(Assignment): Output the entries verbatim, including every line.

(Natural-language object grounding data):
==*==

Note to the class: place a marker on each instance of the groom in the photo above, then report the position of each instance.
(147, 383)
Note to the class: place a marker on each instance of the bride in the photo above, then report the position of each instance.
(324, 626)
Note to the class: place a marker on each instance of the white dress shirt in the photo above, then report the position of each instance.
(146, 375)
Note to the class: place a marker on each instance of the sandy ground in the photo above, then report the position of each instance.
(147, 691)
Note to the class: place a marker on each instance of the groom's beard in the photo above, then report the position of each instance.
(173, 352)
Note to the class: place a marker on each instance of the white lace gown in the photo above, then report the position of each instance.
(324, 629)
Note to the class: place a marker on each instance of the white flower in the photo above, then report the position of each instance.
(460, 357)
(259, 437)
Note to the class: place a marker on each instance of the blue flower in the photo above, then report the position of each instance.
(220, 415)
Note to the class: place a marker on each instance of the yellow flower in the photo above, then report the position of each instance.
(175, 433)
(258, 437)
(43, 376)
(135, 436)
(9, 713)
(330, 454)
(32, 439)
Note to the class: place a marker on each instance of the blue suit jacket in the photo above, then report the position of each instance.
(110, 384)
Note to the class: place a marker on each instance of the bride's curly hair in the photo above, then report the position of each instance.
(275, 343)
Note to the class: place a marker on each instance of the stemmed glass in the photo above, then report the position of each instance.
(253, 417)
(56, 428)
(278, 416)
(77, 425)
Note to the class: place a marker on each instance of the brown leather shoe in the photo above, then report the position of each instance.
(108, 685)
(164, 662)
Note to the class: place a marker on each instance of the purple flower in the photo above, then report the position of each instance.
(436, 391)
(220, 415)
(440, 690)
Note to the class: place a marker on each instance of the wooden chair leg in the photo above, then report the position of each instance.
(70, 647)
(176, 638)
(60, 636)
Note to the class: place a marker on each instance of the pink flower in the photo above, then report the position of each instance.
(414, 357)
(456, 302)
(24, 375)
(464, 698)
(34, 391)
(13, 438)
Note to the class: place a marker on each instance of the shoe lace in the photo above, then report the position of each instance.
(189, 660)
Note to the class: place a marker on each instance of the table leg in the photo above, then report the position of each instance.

==*==

(Response for this exercise):
Note to the class: place a marker on each instance of the groom in the photo above, then report the position of each instance.
(147, 383)
Note to the class: place a marker on each instance of the bride in the photo above, then report the position of each instance.
(324, 626)
Note to the class: place a marker on each instance of the white dress shirt in the photo above, then report the position of each instance.
(146, 375)
Note to the class: place a marker on each instance of the sandy ground in the photo above, then report the position of each instance.
(147, 691)
Note to the class: place a marker on each instance of the groom's beard in the photo above, then report the position of each instance.
(173, 352)
Note to the class: place a marker on each instance of the white lace gown in the photo above, then report the position of each instance.
(324, 629)
Note to the class: place a marker on each instance of the white flower in the photo above, then report the position of each instance.
(460, 357)
(259, 437)
Note to the class: place a marker on each instance of the blue flower in the photo above, then report the position of each instance.
(220, 415)
Note to the class: place a marker on each instance of the yellow flower in the photo above, then report the position of each instance.
(175, 433)
(258, 437)
(43, 376)
(135, 436)
(9, 713)
(330, 454)
(32, 439)
Note to the class: place a marker on each instance of the blue suit jacket in the photo above, then report the position of each instance.
(110, 384)
Note to the class: place a marker on each instance of the bride's curly hair in the photo above, then report the position of each instance.
(275, 343)
Note to the class: place a marker on each instance of the stemmed glass in the photo above, then report the position of each instance.
(253, 417)
(56, 428)
(278, 416)
(77, 425)
Note to the class: place a marker on each instance of the brown leather shoe in the photo above, then report the position of each instance.
(108, 685)
(164, 662)
Note to the class: place a marker on each instance of the purple flower in the photo above, then report the position of each instance.
(436, 391)
(220, 415)
(440, 690)
Note to the class: place a marker on each instance of the wooden chair leg in the photo above, then report the position of each instance.
(70, 647)
(176, 638)
(60, 636)
Note to the class: place a marker on each instance of the pink flower in the photo above, then report the position of each instance.
(414, 357)
(456, 302)
(24, 375)
(464, 698)
(34, 391)
(13, 438)
Note to the class: place a marker on each instance of the shoe lace in the photo above, then report the position of each instance.
(189, 660)
Note to the class: place a marker on each instance of the table leg in the photo above, then report the position of each instance.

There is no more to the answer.